### CHALLENGE 1
Reproduce the part of the flat tree layout passage that runs from "Another optimization, only" up to and including "the largest string.".
### CHALLENGE 2
In the flat tree layout passage, which two kinds of tag can mark the end of a chunk of siblings?

### GIVEN PASSAGE
Note: I'd advise the no-sibling pointer/offset optimization. E.g.
you have all siblings in a continuous chunk of memory and
use some tag (an invalid input char as an entry after the last
sibling for example, or a bit flag in each node) to determine the
end of the chunk. This is natural for flat memory representation.

Another advantage of the flat representation is you can load
and save the data to disk files for an alternative storage method.
Then you simply map a view of the file in your process and
use it as embedded data.

Another optimization, only possible in flat layout, is there you
can use variable size entries. If a node doesn't have children,
you don't need the offset after all. If you use the optimization
suggested to compress consecutive children with no siblings
in a single node, the data (the substring) can be varibale length.
Otherwise you'd either use a pointer for the string, or have all
nodes allocate memory sufficient for the largest string.

A word on offsets: you can use either absolute offsets from
the beginning of the whole structure, or relative offsets from
the beginning of the current node. The latter are more efficient
since they may allow you greater trees with narrower offsets.
Furthermore, even though it's natural to generate the tree in
left to right order, you can randomize the internal representation
since you use offsets to locate each chunk anyway. This may
allow you even greater trees when using narrower relative
offsets.

### MATERIAL PROVIDED
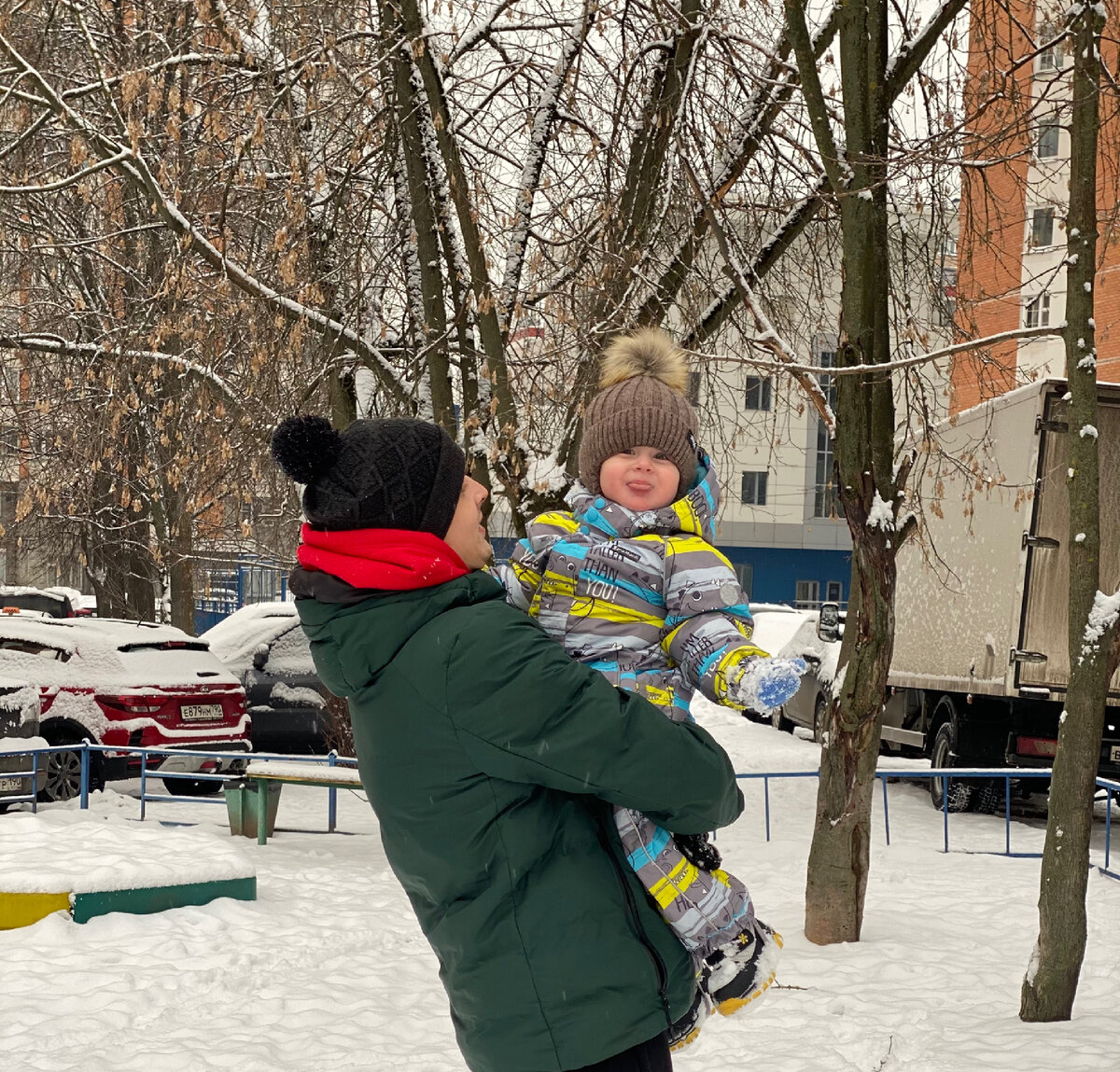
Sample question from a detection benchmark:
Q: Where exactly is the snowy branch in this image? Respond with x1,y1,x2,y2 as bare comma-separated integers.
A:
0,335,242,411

...

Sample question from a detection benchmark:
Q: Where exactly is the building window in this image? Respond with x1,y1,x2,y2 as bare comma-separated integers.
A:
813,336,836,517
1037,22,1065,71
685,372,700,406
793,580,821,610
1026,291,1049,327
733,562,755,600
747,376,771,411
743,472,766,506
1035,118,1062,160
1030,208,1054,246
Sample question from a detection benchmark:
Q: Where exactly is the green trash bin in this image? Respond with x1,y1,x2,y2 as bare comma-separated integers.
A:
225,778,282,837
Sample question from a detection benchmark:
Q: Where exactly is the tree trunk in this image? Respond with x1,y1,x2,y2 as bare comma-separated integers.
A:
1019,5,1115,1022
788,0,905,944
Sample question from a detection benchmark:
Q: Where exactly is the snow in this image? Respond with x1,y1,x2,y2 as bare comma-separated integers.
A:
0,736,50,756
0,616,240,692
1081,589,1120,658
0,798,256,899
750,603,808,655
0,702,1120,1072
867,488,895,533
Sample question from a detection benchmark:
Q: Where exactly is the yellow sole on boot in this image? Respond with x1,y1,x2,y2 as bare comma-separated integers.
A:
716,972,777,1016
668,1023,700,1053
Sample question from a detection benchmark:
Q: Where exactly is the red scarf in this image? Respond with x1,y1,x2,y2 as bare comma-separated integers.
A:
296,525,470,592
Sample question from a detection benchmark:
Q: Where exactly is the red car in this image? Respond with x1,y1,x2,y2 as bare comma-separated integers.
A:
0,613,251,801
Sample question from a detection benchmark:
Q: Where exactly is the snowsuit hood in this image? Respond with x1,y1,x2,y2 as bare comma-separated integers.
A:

### EXERCISE RESULT 1
Another optimization, only possible in flat layout, is there you
can use variable size entries. If a node doesn't have children,
you don't need the offset after all. If you use the optimization
suggested to compress consecutive children with no siblings
in a single node, the data (the substring) can be varibale length.
Otherwise you'd either use a pointer for the string, or have all
nodes allocate memory sufficient for the largest string.

### EXERCISE RESULT 2
An invalid input char placed as an entry after the last sibling, or a bit flag in each node.